* [Task requirements] Reproduce the listing below word for word, omitting the pictures.

* [Exercise input]
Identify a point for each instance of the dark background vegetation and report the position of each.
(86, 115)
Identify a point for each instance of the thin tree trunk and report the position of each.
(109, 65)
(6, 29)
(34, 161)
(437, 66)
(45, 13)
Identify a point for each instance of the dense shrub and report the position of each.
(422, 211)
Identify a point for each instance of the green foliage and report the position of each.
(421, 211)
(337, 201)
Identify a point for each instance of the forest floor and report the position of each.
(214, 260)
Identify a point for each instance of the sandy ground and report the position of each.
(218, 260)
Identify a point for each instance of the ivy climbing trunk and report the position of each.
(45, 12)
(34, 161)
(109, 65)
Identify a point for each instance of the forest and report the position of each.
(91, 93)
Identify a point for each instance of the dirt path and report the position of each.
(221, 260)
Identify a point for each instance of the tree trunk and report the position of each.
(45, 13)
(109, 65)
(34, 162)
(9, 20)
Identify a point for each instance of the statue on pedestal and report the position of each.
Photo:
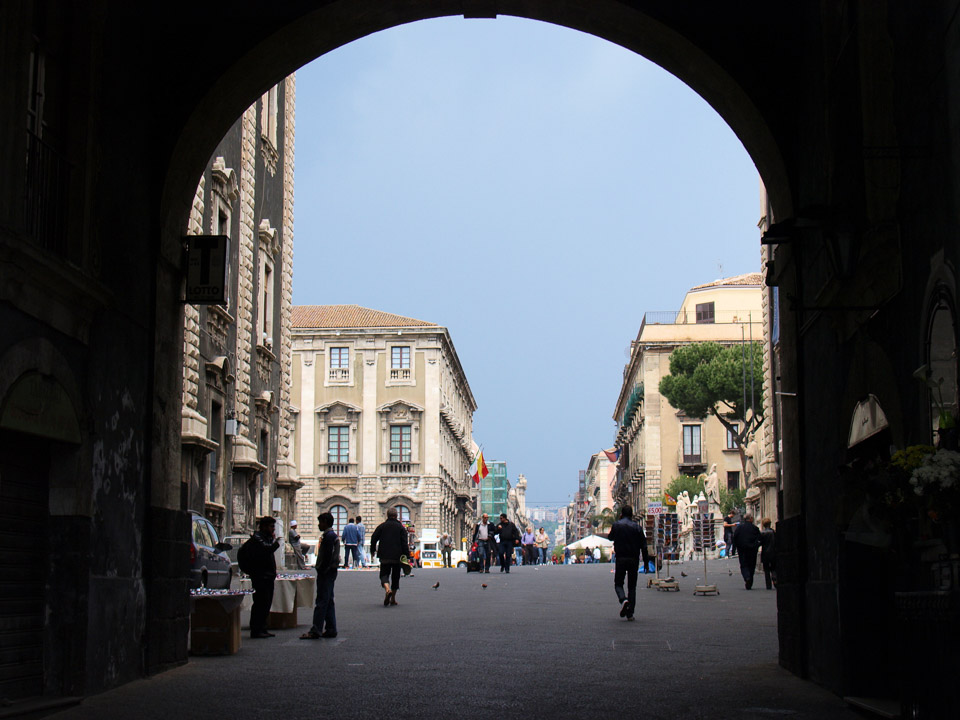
(712, 488)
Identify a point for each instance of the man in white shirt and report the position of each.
(483, 537)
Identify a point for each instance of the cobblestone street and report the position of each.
(539, 643)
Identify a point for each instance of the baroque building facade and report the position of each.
(383, 418)
(657, 442)
(235, 423)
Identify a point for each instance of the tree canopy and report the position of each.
(710, 378)
(721, 380)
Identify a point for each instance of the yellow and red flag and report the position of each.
(479, 470)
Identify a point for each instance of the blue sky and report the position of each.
(531, 188)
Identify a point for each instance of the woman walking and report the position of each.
(543, 544)
(529, 546)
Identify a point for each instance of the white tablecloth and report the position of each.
(288, 594)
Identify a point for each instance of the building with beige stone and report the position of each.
(601, 482)
(657, 442)
(384, 418)
(235, 424)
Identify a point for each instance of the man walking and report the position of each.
(746, 541)
(483, 536)
(629, 545)
(350, 539)
(361, 541)
(259, 562)
(389, 543)
(509, 539)
(729, 526)
(446, 548)
(328, 559)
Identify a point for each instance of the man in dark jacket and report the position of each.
(483, 536)
(509, 539)
(389, 543)
(629, 545)
(746, 539)
(328, 559)
(262, 567)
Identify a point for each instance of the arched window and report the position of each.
(942, 364)
(339, 513)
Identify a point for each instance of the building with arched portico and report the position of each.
(848, 112)
(384, 418)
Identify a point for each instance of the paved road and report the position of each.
(540, 643)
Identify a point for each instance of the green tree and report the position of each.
(732, 499)
(692, 485)
(604, 520)
(725, 381)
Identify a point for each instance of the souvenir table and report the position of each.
(215, 621)
(290, 592)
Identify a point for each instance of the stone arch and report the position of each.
(292, 43)
(39, 360)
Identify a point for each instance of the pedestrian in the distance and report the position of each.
(362, 539)
(529, 542)
(483, 535)
(446, 549)
(768, 553)
(351, 536)
(746, 542)
(257, 560)
(389, 543)
(543, 544)
(293, 537)
(509, 539)
(630, 544)
(328, 559)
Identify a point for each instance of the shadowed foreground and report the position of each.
(540, 642)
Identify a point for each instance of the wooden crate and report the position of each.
(213, 630)
(282, 621)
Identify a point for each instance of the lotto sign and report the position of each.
(207, 269)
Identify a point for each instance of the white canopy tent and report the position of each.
(590, 541)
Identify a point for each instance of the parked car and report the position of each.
(209, 564)
(234, 541)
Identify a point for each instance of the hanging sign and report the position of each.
(207, 268)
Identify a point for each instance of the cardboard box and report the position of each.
(213, 630)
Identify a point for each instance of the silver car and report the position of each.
(209, 565)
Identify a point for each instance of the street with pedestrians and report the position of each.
(542, 642)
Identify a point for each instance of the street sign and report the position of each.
(207, 267)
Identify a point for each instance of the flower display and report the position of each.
(939, 471)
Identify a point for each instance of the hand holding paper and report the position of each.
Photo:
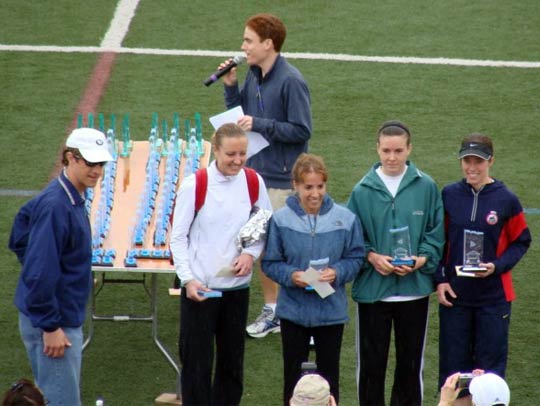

* [Task output]
Identify a point for each instance of the dark background vegetation and report the position of each.
(86, 115)
Identify a point for each instance of the thin tree trunk and report the position of each.
(109, 65)
(6, 29)
(34, 161)
(437, 66)
(45, 13)
Identify a point for each instance of the dense shrub and report the position of each.
(422, 211)
Identify a point for each instance of the green foliage and report the position of each.
(421, 211)
(337, 201)
Identify a point for each instance of the forest floor and report the position of each.
(214, 260)
Identify a point for each instance of the sandy ground and report the position of each.
(218, 260)
Identify a point for each instance of the ivy climbing trunk and report the position of each.
(45, 12)
(34, 161)
(109, 65)
Identify a point for each instance of the forest and report the position of each.
(91, 93)
Identify a point for each instance of the dirt path and report the position of each.
(221, 260)
Identify a point for each instance of the tree trunk and report the position of each.
(45, 13)
(109, 65)
(34, 162)
(9, 20)
Identify a point for each instance of the statue on pedestal and report the position of each.
Photo:
(712, 488)
Identify a point for each instance of the man in white shirt and report the position of each.
(483, 537)
Identify a point for each instance of the cobblestone street and report the position of each.
(539, 643)
Identify a point for each instance of the baroque building facade and report the position of each.
(383, 418)
(657, 442)
(235, 423)
Identify a point for each instance of the tree canopy and report the position of each.
(710, 378)
(721, 380)
Identify a point for each instance of the yellow and red flag and report the position of each.
(479, 470)
Identify a point for each instance of the blue sky and report the position of each.
(531, 188)
Identify a point for each instance of the woman walking and report the position of each.
(543, 544)
(529, 546)
Identify a point for each instance of the white tablecloth and report the position of each.
(288, 594)
Identify a point for each instance of the building with beige stone and report the position of each.
(601, 482)
(657, 442)
(384, 418)
(235, 424)
Identify a point for each instance of the man walking and report the position of each.
(746, 541)
(483, 536)
(629, 545)
(350, 539)
(361, 541)
(259, 562)
(389, 543)
(509, 539)
(729, 526)
(446, 548)
(328, 559)
Identify a point for each instance of the man in dark jacket and report the position of each.
(483, 536)
(509, 539)
(389, 543)
(629, 545)
(746, 539)
(328, 559)
(262, 567)
Identify a point for each instance of the arched window and report the position of each.
(942, 364)
(339, 513)
Identify a point for each instance of the building with arched portico and report the position of each.
(848, 112)
(384, 418)
Identify a point for each instance of the paved road and report the position of each.
(540, 643)
Identify a point for each instance of the green tree and report the position of each.
(732, 499)
(692, 485)
(604, 520)
(725, 381)
Identify a point for each instance of the souvenir table and report the position of each.
(215, 621)
(290, 592)
Identify a point for each instance of the stone arch and report the position of each.
(292, 43)
(39, 360)
Identify a point for each instance of the pedestrian in the distance and report the position of each.
(362, 539)
(529, 542)
(483, 535)
(446, 549)
(768, 553)
(351, 536)
(746, 542)
(257, 560)
(389, 543)
(543, 544)
(293, 537)
(509, 539)
(630, 544)
(328, 559)
Identify a point for each instance of the shadowed foreground and report the position of each.
(540, 642)
Identify a point for each instance of the wooden crate and report the position of each.
(213, 630)
(282, 621)
Identify a point for each instance of the lotto sign and report the position of each.
(207, 269)
Identify a point for each instance of the white canopy tent and report the position of each.
(590, 541)
Identify a point for each instance of the parked car and report the position of each.
(209, 564)
(234, 541)
Identify a point for each instance of the hanging sign and report the position of each.
(207, 268)
Identify a point for each instance of the cardboard box and report the position of each.
(213, 630)
Identify a point for each instance of the silver car and report the position of each.
(209, 565)
Identify a point for each instance of the street with pedestrians and report the position of each.
(542, 642)
Identify a point for each instance of the street sign and report the position of each.
(207, 267)
Identify a point for each instance of the flower display and report the position of each.
(939, 471)
Identify a point for each instance of the hand holding paper and report the position of each.
Photo:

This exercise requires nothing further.